■ **The problem**: From the line with "[locate] the motorway" to the final line of the records, reproduce every line exactly and only those lines.

>> begin Entries shown

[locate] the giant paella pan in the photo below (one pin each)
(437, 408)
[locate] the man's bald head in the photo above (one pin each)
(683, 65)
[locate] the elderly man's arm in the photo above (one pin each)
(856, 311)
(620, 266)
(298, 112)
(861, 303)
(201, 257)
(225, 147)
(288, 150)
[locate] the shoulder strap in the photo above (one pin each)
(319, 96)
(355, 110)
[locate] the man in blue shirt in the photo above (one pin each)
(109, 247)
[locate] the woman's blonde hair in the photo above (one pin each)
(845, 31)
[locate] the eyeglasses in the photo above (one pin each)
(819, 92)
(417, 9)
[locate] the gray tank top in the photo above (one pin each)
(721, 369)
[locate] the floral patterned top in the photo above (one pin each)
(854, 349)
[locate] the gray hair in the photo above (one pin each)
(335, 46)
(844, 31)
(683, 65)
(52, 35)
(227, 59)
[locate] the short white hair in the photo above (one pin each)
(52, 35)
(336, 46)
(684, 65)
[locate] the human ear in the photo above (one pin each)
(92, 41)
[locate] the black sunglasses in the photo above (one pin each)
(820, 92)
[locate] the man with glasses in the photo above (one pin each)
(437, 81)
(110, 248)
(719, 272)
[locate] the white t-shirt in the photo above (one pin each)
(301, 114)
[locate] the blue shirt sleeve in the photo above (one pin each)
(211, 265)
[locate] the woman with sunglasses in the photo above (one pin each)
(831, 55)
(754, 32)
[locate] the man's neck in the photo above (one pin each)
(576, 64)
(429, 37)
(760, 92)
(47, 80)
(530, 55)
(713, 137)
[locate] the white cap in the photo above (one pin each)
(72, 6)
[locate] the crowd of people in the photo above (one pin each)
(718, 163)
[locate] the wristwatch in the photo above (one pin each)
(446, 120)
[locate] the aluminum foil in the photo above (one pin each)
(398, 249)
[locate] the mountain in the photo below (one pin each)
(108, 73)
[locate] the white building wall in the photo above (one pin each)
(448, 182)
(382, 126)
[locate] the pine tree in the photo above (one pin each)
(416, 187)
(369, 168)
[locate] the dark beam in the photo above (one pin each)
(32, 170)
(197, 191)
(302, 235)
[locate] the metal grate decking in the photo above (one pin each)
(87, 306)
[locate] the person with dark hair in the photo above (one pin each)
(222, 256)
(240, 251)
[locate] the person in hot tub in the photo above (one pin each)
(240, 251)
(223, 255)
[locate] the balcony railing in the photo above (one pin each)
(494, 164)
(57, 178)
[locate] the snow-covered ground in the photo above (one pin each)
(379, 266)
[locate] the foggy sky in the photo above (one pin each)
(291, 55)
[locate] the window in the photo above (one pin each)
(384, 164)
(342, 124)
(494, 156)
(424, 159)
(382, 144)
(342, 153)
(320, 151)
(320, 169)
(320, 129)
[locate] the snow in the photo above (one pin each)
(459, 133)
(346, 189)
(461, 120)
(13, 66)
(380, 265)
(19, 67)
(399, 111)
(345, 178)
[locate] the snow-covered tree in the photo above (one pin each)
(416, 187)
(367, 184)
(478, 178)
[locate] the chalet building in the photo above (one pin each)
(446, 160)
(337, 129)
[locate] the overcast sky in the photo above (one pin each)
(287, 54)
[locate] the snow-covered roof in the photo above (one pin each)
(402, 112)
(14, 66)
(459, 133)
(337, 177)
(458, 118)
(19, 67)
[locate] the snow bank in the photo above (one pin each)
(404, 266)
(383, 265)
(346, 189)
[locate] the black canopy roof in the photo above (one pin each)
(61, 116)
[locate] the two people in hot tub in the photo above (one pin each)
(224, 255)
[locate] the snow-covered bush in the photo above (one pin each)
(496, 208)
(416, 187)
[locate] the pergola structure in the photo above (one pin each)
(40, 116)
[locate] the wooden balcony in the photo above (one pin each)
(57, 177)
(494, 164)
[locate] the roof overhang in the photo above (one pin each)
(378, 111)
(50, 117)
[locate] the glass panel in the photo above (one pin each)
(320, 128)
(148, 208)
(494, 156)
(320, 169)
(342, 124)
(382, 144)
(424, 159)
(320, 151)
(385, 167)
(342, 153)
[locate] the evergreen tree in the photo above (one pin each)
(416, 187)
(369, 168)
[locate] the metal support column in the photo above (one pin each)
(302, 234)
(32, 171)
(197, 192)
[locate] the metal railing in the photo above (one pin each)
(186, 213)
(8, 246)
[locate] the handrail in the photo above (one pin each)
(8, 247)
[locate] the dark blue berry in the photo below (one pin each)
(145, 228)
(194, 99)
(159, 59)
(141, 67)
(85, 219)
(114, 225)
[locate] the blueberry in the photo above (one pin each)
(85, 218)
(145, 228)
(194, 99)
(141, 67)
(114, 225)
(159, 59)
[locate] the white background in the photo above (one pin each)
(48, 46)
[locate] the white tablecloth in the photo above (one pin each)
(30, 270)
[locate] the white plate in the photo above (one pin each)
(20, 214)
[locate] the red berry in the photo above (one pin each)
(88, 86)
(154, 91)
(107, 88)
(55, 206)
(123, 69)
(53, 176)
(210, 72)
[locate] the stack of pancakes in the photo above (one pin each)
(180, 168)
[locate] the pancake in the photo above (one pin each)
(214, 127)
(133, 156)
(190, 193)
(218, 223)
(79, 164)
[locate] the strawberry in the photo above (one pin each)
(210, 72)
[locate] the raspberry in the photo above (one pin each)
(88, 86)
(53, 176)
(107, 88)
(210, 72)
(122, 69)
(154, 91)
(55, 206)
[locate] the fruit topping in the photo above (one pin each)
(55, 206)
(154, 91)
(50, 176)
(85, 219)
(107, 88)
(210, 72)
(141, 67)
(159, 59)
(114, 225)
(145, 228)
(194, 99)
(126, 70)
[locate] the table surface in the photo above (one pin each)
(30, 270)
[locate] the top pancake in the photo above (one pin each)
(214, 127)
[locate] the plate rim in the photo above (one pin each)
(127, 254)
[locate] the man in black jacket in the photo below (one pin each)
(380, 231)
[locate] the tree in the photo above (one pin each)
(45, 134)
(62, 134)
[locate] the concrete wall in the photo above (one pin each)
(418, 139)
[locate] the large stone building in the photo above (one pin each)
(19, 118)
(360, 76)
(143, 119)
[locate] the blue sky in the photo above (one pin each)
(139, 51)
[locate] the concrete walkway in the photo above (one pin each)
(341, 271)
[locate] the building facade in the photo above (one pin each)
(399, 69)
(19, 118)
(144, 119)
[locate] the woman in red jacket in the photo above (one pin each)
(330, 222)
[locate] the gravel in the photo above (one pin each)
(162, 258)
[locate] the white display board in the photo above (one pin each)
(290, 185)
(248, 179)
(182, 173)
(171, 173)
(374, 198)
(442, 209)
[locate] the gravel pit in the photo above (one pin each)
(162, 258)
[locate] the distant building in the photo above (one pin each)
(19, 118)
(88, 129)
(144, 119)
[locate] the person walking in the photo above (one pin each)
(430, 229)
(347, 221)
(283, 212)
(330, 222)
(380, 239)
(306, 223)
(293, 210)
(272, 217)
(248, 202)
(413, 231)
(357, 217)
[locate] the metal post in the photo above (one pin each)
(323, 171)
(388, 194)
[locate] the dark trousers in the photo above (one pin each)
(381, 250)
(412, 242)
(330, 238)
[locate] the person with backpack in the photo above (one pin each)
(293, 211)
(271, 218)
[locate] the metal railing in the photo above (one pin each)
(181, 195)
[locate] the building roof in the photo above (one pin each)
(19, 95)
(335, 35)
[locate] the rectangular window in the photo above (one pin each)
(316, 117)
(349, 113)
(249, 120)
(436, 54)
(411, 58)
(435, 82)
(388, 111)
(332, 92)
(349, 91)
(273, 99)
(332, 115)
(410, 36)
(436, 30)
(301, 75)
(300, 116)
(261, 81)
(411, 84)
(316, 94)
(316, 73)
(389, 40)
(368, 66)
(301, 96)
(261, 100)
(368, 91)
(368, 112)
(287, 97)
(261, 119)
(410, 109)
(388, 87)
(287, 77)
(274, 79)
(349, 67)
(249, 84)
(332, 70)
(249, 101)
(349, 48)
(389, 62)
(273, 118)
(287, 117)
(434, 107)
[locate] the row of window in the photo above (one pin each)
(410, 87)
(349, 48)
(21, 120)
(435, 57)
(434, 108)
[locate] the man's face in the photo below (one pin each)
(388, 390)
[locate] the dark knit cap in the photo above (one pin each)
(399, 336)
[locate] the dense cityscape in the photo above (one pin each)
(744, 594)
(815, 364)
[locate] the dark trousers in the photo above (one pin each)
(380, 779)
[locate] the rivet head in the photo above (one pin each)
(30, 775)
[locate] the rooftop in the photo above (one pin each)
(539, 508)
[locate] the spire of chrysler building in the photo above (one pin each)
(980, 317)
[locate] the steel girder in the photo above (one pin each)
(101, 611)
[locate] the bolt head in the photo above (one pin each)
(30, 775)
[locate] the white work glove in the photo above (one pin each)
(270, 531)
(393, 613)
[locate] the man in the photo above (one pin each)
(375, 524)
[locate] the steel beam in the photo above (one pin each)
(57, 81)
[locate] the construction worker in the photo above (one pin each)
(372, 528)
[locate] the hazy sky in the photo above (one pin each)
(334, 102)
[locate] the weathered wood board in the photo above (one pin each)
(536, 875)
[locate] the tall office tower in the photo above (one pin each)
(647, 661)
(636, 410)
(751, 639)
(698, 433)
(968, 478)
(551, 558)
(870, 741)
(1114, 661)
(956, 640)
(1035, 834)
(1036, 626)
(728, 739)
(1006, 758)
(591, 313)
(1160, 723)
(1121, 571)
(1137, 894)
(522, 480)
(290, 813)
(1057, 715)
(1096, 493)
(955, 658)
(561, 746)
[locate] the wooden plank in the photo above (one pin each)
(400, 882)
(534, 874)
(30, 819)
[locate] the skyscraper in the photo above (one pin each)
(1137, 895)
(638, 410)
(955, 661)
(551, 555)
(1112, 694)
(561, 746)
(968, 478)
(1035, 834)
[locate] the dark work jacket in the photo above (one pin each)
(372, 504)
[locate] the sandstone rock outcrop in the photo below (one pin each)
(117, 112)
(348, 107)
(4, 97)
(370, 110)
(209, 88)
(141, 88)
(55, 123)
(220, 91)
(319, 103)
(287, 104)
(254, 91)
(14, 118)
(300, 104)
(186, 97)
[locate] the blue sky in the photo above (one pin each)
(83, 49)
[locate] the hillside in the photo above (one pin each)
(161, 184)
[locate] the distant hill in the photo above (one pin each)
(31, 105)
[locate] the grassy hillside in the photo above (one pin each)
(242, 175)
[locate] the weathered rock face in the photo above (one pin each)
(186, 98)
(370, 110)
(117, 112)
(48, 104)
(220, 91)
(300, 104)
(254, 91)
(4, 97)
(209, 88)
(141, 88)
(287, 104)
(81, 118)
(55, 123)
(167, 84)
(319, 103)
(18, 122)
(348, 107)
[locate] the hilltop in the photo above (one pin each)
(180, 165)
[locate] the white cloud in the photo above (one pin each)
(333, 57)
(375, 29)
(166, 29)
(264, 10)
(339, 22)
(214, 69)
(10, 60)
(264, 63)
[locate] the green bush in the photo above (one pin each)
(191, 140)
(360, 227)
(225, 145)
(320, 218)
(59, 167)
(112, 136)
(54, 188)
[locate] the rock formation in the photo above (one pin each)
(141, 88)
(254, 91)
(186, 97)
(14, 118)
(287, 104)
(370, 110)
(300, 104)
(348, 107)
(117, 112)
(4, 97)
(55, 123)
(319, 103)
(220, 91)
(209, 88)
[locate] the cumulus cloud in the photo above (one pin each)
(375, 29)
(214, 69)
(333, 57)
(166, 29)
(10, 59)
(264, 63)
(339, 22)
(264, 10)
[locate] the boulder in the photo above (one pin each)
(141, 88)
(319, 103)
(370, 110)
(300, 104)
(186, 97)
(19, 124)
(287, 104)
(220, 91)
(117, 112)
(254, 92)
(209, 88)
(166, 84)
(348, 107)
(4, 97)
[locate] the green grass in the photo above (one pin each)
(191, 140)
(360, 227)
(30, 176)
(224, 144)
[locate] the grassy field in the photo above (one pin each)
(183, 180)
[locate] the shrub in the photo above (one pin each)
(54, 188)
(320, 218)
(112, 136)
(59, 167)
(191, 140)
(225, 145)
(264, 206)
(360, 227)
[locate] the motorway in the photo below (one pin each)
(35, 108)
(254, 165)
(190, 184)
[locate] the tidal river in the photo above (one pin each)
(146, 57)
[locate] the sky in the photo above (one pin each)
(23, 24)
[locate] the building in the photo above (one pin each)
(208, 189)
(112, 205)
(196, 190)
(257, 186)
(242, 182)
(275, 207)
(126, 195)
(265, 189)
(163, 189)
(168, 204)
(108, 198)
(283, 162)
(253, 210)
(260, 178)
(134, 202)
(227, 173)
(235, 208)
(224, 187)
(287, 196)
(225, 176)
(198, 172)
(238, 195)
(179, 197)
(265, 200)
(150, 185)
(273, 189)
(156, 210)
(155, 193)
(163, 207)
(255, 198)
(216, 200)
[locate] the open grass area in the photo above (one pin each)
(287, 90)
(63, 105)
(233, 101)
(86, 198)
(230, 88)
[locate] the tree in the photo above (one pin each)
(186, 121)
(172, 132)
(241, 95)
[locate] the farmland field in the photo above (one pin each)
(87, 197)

>> end Entries shown

■ **Result for this task**:
[locate] the motorway in the photo below (one pin each)
(35, 108)
(254, 165)
(190, 184)
[locate] the tidal river in the photo above (one pin each)
(146, 57)
[locate] the sky in the photo above (one pin each)
(23, 24)
[locate] the building in the photo above (one pin each)
(208, 189)
(112, 205)
(196, 190)
(257, 186)
(242, 182)
(275, 207)
(126, 195)
(265, 189)
(163, 189)
(168, 204)
(108, 198)
(283, 162)
(253, 210)
(260, 178)
(134, 202)
(227, 173)
(235, 208)
(224, 187)
(287, 196)
(225, 176)
(198, 172)
(238, 195)
(179, 197)
(265, 200)
(150, 185)
(273, 189)
(156, 210)
(155, 193)
(163, 207)
(255, 198)
(216, 200)
[locate] the open grass area in the photo above (one pin each)
(287, 90)
(63, 105)
(233, 101)
(86, 198)
(230, 88)
[locate] the tree in the photo above (one pin each)
(186, 121)
(172, 132)
(241, 95)
[locate] the farmland field in the photo above (one pin each)
(87, 197)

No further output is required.